BEGIN Listed entries
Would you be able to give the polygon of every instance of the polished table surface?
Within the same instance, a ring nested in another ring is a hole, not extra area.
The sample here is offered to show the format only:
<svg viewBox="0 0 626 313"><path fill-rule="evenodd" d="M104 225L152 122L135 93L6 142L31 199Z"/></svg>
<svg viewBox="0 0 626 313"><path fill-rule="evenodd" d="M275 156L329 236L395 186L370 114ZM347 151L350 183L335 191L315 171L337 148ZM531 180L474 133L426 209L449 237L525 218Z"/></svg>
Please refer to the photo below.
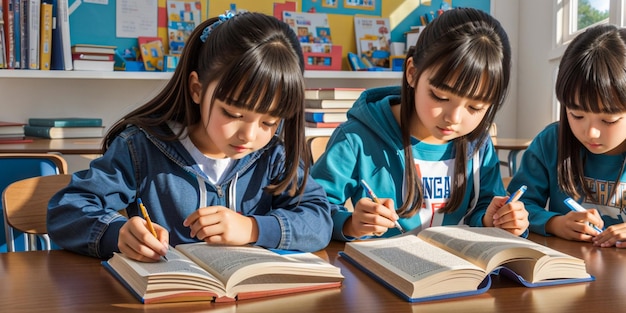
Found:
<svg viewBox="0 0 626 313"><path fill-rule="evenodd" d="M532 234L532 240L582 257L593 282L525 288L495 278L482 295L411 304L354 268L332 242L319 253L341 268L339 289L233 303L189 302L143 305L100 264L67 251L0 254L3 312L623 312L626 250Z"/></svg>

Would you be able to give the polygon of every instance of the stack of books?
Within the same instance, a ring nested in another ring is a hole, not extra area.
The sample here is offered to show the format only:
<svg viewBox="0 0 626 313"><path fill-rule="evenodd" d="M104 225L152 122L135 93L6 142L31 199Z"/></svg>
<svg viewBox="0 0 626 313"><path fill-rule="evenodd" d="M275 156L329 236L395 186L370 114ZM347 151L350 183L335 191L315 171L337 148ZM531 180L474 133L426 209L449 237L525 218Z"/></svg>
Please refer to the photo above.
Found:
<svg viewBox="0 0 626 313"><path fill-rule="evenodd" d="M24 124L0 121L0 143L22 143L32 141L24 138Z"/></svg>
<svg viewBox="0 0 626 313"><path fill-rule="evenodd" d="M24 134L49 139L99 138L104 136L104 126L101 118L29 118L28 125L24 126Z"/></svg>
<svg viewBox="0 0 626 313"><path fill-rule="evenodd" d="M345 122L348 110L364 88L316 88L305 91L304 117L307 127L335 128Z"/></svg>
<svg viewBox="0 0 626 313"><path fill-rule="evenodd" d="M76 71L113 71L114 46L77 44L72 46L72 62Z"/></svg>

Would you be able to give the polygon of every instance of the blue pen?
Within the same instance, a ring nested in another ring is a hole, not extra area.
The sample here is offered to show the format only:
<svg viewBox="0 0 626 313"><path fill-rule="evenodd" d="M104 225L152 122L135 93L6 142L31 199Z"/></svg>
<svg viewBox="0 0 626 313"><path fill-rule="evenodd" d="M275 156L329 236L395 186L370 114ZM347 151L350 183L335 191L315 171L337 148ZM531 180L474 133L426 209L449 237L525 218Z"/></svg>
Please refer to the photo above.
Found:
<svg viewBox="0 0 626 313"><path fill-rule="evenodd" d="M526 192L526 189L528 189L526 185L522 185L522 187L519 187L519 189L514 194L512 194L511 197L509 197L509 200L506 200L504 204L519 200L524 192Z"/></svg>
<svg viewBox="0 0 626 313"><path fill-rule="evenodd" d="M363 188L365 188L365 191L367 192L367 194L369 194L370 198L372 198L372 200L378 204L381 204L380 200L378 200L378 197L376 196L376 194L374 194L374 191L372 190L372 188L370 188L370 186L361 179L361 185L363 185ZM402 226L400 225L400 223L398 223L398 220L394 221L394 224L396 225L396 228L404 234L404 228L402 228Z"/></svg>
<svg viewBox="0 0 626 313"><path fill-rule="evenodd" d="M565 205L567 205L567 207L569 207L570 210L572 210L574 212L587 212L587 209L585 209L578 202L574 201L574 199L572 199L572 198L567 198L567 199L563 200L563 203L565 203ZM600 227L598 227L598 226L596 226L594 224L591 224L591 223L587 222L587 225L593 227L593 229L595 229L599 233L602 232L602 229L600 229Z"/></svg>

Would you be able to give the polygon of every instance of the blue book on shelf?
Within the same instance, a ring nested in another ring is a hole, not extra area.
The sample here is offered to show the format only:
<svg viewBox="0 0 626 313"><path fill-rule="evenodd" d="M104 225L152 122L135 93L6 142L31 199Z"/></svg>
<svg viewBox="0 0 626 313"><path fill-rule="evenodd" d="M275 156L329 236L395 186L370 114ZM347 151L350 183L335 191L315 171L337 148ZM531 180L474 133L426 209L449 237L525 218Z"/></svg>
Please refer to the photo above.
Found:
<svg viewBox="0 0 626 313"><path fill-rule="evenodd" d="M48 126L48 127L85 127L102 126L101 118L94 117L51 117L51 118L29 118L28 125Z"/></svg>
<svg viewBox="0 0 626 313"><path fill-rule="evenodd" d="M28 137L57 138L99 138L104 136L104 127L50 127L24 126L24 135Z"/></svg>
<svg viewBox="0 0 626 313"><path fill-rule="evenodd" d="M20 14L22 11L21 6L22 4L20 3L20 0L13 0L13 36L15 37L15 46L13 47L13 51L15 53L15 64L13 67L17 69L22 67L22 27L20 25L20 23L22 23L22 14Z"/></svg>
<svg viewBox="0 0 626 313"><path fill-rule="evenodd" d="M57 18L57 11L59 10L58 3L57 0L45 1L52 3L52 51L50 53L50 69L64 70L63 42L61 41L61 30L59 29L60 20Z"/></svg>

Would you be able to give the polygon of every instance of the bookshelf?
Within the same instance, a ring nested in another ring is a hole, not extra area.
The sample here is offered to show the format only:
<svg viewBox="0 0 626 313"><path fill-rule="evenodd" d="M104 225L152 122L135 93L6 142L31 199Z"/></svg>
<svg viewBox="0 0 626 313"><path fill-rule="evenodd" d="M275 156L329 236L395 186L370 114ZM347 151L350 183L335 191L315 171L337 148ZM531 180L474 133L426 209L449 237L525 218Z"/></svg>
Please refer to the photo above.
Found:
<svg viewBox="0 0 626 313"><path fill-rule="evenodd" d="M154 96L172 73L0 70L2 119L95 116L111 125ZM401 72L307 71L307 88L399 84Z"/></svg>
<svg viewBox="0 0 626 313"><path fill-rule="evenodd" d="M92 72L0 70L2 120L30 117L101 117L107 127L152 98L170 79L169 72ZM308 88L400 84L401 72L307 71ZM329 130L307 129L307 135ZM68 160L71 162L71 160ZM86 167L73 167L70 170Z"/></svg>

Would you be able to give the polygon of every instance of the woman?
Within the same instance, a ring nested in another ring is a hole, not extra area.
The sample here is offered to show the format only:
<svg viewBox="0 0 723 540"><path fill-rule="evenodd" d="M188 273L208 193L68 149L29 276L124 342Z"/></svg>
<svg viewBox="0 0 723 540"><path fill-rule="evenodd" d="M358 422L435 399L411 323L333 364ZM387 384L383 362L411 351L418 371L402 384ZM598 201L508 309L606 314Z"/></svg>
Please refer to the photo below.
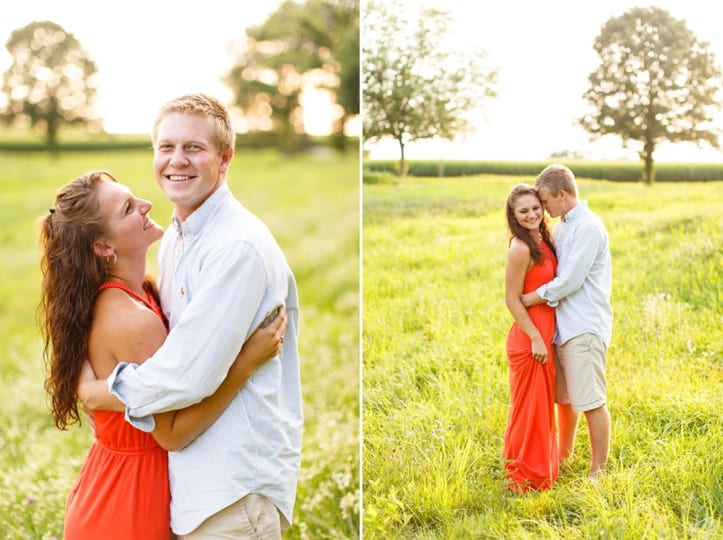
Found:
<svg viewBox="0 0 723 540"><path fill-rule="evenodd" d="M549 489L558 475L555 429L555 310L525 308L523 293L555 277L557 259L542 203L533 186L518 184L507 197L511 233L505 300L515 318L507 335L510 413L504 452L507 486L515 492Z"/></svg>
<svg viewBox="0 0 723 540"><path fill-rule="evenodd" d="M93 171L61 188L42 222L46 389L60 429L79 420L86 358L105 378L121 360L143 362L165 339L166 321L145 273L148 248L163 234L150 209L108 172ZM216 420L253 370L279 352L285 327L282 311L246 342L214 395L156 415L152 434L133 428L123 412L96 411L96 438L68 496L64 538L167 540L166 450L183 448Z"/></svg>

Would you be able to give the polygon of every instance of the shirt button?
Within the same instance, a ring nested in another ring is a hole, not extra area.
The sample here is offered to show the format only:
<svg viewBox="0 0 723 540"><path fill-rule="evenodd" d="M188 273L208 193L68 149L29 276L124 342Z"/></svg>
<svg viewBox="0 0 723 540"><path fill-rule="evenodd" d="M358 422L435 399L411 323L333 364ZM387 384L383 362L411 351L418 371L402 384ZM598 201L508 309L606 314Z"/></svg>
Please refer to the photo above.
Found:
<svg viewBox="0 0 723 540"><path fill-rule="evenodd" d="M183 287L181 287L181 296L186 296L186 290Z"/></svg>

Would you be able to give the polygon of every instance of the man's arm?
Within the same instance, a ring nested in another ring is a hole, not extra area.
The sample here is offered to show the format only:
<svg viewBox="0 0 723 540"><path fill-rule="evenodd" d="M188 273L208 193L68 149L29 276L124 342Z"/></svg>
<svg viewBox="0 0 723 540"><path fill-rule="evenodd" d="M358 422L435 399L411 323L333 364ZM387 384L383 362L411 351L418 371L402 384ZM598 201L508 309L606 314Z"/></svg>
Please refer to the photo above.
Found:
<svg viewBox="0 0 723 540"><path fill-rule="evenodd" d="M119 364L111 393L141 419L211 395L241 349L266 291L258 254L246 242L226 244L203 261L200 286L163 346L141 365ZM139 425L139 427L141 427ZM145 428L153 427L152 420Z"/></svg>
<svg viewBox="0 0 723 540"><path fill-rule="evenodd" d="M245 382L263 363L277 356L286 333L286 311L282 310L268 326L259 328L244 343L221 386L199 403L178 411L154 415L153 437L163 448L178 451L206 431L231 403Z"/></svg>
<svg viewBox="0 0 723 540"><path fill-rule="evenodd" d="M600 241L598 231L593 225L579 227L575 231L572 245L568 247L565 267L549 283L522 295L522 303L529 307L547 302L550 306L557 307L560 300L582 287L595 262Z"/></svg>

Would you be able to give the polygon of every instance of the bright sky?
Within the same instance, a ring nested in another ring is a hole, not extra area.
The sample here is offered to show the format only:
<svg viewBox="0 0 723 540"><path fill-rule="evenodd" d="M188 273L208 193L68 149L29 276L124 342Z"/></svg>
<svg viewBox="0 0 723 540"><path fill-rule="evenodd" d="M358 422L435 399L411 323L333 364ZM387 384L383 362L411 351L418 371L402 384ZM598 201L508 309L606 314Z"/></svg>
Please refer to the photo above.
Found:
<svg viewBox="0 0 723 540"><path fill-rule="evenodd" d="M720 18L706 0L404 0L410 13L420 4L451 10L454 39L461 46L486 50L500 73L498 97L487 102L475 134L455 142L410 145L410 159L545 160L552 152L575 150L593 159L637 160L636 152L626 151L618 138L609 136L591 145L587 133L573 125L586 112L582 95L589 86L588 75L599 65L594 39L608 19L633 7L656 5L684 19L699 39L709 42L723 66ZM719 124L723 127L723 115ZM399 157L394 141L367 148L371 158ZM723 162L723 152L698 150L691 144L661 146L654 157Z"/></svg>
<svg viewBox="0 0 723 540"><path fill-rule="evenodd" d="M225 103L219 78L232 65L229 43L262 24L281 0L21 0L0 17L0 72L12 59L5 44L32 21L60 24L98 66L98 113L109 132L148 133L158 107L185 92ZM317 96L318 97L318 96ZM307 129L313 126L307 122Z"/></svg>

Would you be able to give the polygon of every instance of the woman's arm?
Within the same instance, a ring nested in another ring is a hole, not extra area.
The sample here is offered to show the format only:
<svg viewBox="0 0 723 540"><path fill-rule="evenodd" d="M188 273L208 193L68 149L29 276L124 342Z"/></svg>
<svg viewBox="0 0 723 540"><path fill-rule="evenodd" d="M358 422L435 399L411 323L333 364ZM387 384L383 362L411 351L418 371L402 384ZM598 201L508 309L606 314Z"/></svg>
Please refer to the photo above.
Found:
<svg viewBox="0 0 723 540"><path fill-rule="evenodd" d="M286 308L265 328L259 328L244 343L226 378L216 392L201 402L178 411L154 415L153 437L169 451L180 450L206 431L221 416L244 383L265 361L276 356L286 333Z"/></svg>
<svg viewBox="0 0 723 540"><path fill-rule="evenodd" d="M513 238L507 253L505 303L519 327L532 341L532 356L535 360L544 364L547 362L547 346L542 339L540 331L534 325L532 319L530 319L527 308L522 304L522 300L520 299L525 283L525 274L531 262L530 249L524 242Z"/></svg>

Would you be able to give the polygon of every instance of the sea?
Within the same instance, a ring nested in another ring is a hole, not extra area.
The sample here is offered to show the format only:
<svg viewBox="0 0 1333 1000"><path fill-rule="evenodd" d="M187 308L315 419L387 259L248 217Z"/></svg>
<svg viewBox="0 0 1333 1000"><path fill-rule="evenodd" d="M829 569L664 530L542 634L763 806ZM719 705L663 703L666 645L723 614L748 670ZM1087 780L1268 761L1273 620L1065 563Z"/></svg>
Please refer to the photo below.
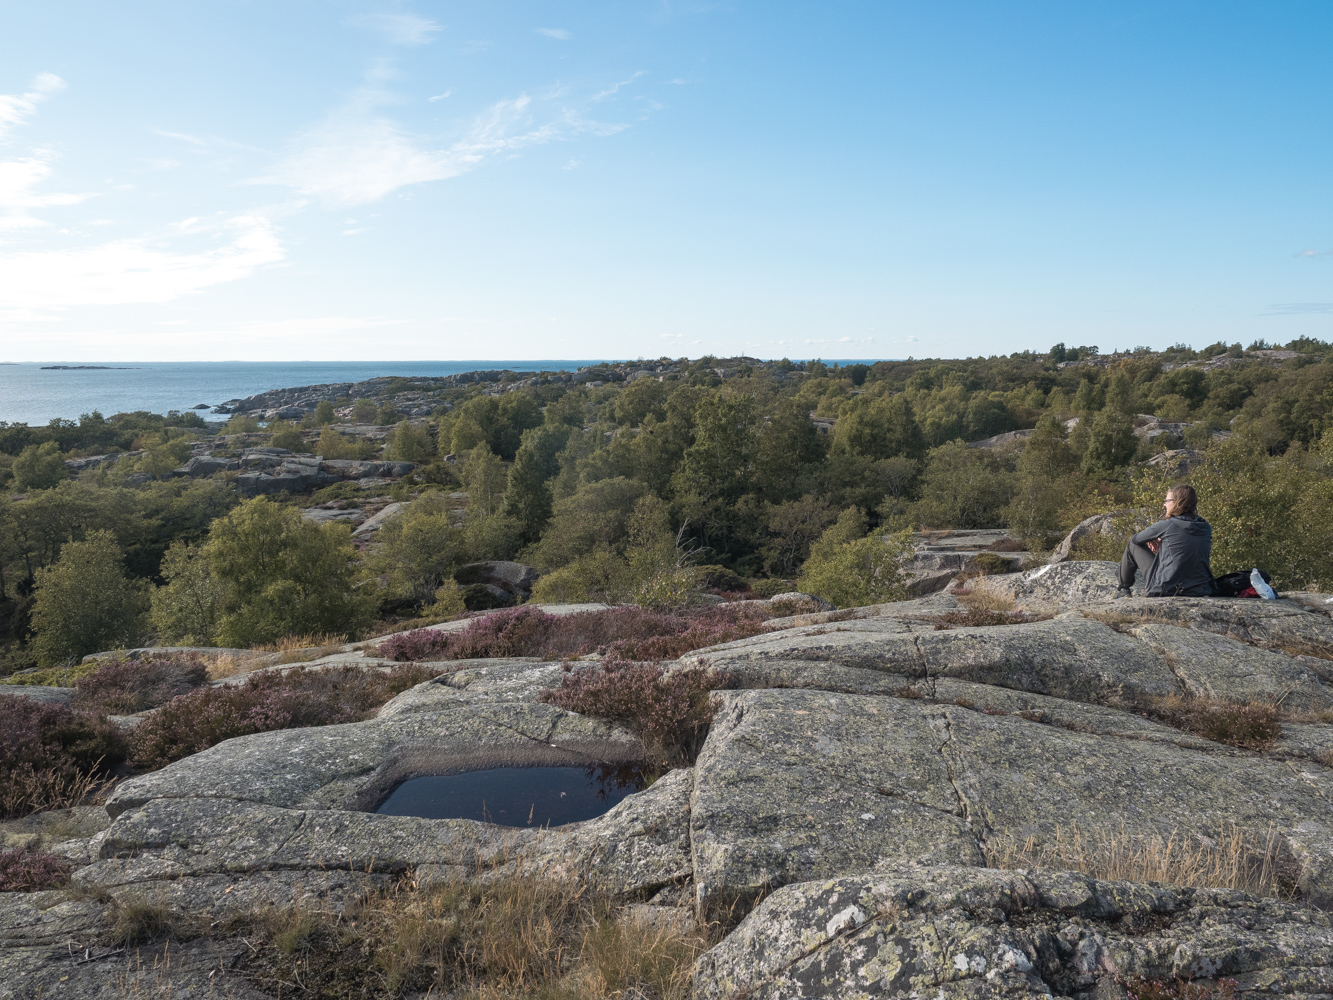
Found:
END Listed entries
Check each line in the records above for the word "give". Return those that have it.

Would you be able to give the polygon of every instance of the polished table surface?
Would you be able to give the polygon of every instance of the stack of books?
Would you be able to give the polygon of every instance of the blue pen?
Would you be able to give the polygon of every instance of the blue book on shelf?
Would you be able to give the polygon of every instance of the bookshelf?
Would you be able to give the polygon of every instance of the woman?
Would you be able to give the polygon of every instance of the shirt button?
Would you be able to give the polygon of every instance of the man's arm?
Would you be able to give the polygon of every instance of the bright sky?
Would you be able to give the polygon of every instance of the woman's arm?
Would you be able to give the polygon of every instance of the sea?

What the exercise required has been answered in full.